- TEXT SEGMENT
—————

Before trying to learn about specific networks, it is important to recognize that these things change like the wind (see http://www.uk.linux.org/NetNews.html for Linux networking news), and it is very difficult to get accurate data about some networks.

Where I was particularly uncertain, I've placed a ?. I have spent a lot of time researching this topic, but I'm sure my summary is full of errors and has omitted many important things. If you have any corrections or additions, please send email to mailto:pplinux@ecn.purdue.edu.

Summaries like the LAN Technology Scorecard at http://web.syr.edu/~jmwobus/comfaqs/lan-technology.html give some characteristics of many different types of networks and LAN standards. However, the summary in this HOWTO centers on the network properties that are most relevant to construction of Linux clusters. The section discussing each network begins with a short list of characteristics. The following defines what these entries mean.

Linux support:

If the answer is no, the meaning is pretty clear. Other answers try to describe the basic program interface that is used to access the network. Most network hardware is interfaced via a kernel driver, typically supporting TCP/UDP communication. Some other networks use more direct (e.g., library) interfaces to reduce latency by bypassing the kernel.

Years ago, it used to be considered perfectly acceptable to access a floating point unit via an OS call, but that is now clearly ludicrous; in my opinion, it is just as awkward for each communication between processors executing a parallel program to require an OS call. The problem is that computers haven't yet integrated these communication mechanisms, so non-kernel approaches tend to have portability problems. You are going to hear a lot more about this in the near future, mostly in the form of the new Virtual Interface (VI) Architecture, http://www.viarch.org/, which is a standardized method for most network interface operations to bypass the usual OS call layers. The VI standard is backed by Compaq, Intel, and Microsoft, and is sure to have a strong impact on SAN (System Area Network) designs over the next few years.

Maximum bandwidth:

This is the number everybody cares about. I have generally used the theoretical best case numbers; your mileage will vary.

Minimum latency:

In my opinion, this is the number everybody should care about even more than bandwidth. Again, I have used the unrealistic best-case numbers, but at least these numbers do include all sources of latency, both hardware and software. In most cases, the network latency is just a few microseconds; the much larger numbers reflect layers of inefficient hardware and software interfaces.

Available as:

Simply put, this describes how you get this type of network hardware. Commodity stuff is widely available from many vendors, with price as the primary distinguishing factor. Multiple-vendor things are available from more than one competing vendor, but there are significant differences and potential interoperability problems. Single-vendor networks leave you at the mercy of that supplier (however benevolent it may be). Public domain designs mean that even if you cannot find somebody to sell you one, you or anybody else can buy parts and make one. Research prototypes are just that; they are generally neither ready for external users nor available to them.

—————

- EXERCISE TASK 1
Revise the rows starting at the one containing "cloud using the picture above." and ending at the last row, replacing "pebble" with "rock" and leaving everything else as it stands. Return only those rows.
The networking text and the rows come from separate, unrelated sources.

—————

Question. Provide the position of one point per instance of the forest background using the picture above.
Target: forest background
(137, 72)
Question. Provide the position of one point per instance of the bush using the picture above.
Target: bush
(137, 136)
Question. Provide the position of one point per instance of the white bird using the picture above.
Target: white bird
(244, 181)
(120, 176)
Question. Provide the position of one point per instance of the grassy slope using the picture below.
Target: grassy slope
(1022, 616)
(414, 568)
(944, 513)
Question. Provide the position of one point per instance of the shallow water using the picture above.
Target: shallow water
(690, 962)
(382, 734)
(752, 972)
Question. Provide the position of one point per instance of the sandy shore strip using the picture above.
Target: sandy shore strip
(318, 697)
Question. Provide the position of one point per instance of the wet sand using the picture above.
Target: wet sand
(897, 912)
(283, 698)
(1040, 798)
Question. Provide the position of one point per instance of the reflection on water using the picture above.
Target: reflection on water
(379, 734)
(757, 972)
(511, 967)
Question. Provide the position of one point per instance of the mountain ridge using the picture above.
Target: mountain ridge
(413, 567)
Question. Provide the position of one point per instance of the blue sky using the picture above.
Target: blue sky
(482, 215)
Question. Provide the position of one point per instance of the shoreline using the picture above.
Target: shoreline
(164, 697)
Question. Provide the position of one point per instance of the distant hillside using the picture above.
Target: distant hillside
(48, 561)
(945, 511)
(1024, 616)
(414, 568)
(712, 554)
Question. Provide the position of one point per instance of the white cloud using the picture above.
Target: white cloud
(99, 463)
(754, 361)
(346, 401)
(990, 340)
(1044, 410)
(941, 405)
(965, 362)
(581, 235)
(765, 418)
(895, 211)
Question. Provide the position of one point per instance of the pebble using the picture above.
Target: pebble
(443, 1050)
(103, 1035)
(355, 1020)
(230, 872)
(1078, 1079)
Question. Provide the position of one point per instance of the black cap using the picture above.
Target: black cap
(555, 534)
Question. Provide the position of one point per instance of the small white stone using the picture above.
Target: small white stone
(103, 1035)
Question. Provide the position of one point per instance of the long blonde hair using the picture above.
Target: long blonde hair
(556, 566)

—————

- EXERCISE TASK 2
Pick up the networking text after its final sentence and keep it going.

- RESPONSE 1
Question. Provide the position of one point per instance of the white cloud using the picture above.
Target: white cloud
(99, 463)
(754, 361)
(346, 401)
(990, 340)
(1044, 410)
(941, 405)
(965, 362)
(581, 235)
(765, 418)
(895, 211)
Question. Provide the position of one point per instance of the rock using the picture above.
Target: rock
(443, 1050)
(103, 1035)
(355, 1020)
(230, 872)
(1078, 1079)
Question. Provide the position of one point per instance of the black cap using the picture above.
Target: black cap
(555, 534)
Question. Provide the position of one point per instance of the small white stone using the picture above.
Target: small white stone
(103, 1035)
Question. Provide the position of one point per instance of the long blonde hair using the picture above.
Target: long blonde hair
(556, 566)

- RESPONSE 2
Interface port/bus used:

How does one hook-up this network? The highest performance and most common now is a PCI bus interface card. There are also EISA, VESA local bus (VL bus), and ISA bus cards. ISA was there first, and is still commonly used for low-performance cards. EISA is still around as the second bus in a lot of PCI machines, so there are a few cards. These days, you don't see much VL stuff (although http://www.vesa.org/ would beg to differ).

Of course, any interface that you can use without having to open your PC's case has more than a little appeal. IrDA and USB interfaces are appearing with increasing frequency. The Standard Parallel Port (SPP) used to be what your printer was plugged into, but it has seen a lot of use lately as an external extension of the ISA bus; this new functionality is enhanced by the IEEE 1284 standard, which specifies EPP and ECP improvements. There is also the old, reliable, slow RS232 serial port. I don't know of anybody connecting machines using VGA video connectors, keyboard, mouse, or game ports... so that's about it.

Network structure:

A bus is a wire, set of wires, or fiber. A hub is a little box that knows how to connect different wires/fibers plugged into it; switched hubs allow multiple connections to be actively transmitting data simultaneously.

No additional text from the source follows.